Requirements:
**a.** Answer these questions about the out of body travel article:
(i) At what age did the writer first hear about OBE?
(ii) What was the writer's wife doing on the sofa on the day of his first OBE?
(iii) Which continent did the writer find himself looking at after he stopped in midair?
**b.** In the out of body travel article, list every word the writer uses to describe the speed of his first ascent through the roof.
**c.** Carry on the out of body travel article from the point where it stops.

Selected text:

Jack Seccombe brings us his advanced understandings each month, discussing the out of body experience, the near death experience, and much more! As a spiritual community founded on out of body travel, we, The Light Body Travelers, through Spiritual International Magazine, are proud to feature a master and teacher of out of body experiences. Jack Seccombe teaches and guides our members to achieve the out of body experience through personal interactions right here in our magazine. Don’t leave this page without asking him your own unique question, and he is sure to surprise you with his wisdom.

Out of Body -An Old Friend

Jack May Banner

Sometimes I wonder how my life would have gone, how it would have ended up if I had never found out of body experiences. (OBE)

            I discovered OBE almost twenty years ago. Looking back on those twenty years, I now see OBE as an old friend. She has changed my life in so many ways. I wonder how my life would have gone without her: would it have been an average life, the same as everyone else’s? Would I have had a wife, four sons’, nine grandchildren, worked hard, retired, and passed away before seeing what life is really all about?

            When I turned forty-four years old I first heard about the OBE and got interested; then I tried it and presto: life had forever changed in only a second, a moment in time.  I would never be the same again, not ever.  My heart spills out with thanks and appreciation, because in finding OBE that day, my life was transformed.  My life became exciting, revealing the answers to my questions.  Through OBE I would see the world and outer space, observe my past lives, and learn the truth of who I am and where I am going. I have visited my deceased father, as well as other family and friends. I have been to countless realms; seen God(who I call Father); all the fears of my death have now left me. You see, OBE is more than just an interesting topic: it is a life giving, life changing force.

 

            I smile when I think of my very first OBE.  I had been trying to project from my body for close to a week with little success. The kids were in school, and my wife, Connie, was crocheting on the sofa.  I had a light meal.  The sun was warm and friendly, and that sleeping feeling came over me.  I had time for a short nap before Jack 1returning to work. This day was like every other, at least it started that way.  I laid myself down to nap, trying the OBE technique I had learnt, and in a moment, I was shooting up, out of my physical body.  Like a rocket I went, up through the roof. The speed was incomprehensible, scary and wonderful all at the same time. I was overwhelmed by it all and did not comprehend what was happening to me.  I yelled out, “Stop!”; in less than a heartbeat, I stopped in midair, where I remained floating.  I found myself looking at the continent of Africa. The earth looked to be the size of a basketball held at arms length. Confusion clouded my mind, but in only a moment I realized what had happened.

Excerpts of pointing data
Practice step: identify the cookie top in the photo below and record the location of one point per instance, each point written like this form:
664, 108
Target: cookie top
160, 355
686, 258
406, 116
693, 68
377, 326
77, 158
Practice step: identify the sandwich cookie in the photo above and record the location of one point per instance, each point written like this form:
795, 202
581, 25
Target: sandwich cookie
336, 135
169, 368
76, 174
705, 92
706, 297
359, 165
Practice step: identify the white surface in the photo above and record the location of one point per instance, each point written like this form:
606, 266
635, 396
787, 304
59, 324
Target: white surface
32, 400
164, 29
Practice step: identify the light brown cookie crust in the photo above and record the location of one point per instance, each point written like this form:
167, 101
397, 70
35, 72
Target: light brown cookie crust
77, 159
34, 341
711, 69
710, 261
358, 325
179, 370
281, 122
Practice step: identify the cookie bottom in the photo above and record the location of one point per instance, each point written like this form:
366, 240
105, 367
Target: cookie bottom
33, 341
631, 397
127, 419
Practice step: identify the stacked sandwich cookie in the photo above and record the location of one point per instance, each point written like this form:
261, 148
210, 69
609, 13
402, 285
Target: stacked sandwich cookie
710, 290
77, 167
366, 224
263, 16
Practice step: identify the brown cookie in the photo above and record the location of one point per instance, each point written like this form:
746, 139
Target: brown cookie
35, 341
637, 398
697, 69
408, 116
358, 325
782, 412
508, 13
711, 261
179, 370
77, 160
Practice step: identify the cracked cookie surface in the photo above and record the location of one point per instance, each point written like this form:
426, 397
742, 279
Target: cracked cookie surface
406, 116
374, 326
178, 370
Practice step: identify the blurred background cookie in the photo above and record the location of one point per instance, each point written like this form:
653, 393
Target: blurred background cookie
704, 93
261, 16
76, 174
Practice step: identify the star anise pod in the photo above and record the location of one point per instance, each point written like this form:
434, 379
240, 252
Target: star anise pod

Expected answers:
**a.**
(i) Forty-four.
(ii) Crocheting.
(iii) Africa.

**b.** Incomprehensible, scary, wonderful

**c.**
            “I did it! I’m out of body!” A million things went through my mind right then, but no fear, only excitement filled it. Out of body was real, and I did it! I crossed the line separating the only life I had known and had come to another world, a world of amazement, of fantasy, of true balance and learning.

            At that moment I started my learning. Everything I had ever known had to be rethought, reevaluated, and corrected. You see, I had done it, and it didn’t matter who, if anyone, would believe me, I knew what had happened. I was not in a dream, neither was I under the influence of drugs and alcohol.  I was out there, out in space, and I was looking at the world. A new truth and excitement now filled my mind.

            In total amazement, I looked at the continent of Africa. I saw white clouds resting softly against its west coast. I saw the blue of the ocean.  The land was full of color: browns of every shade, greens, and more.  I saw the foggy line which separated the day from the night cutting across the continent. What I remember most was the feeling of beauty and the serenity of being all alone. There was peace and no sound, whatsoever. It seemed so spiritual out there. I felt no fear, only freedom from a planet filled with so many problems. In some ways, I did not want to go back.

The quiet was deafening. The Earth looked so small and peaceful. I thought of all the people who lived there; people who were at work, asleep, fighting, loving.  Earth seemed so small.

A few minutes later I was pulled back to my physical body. I lay there, my body still vibrating, waiting for my senses to return, and smiled, a wide smile. Out of body is real. They were right. I had done it.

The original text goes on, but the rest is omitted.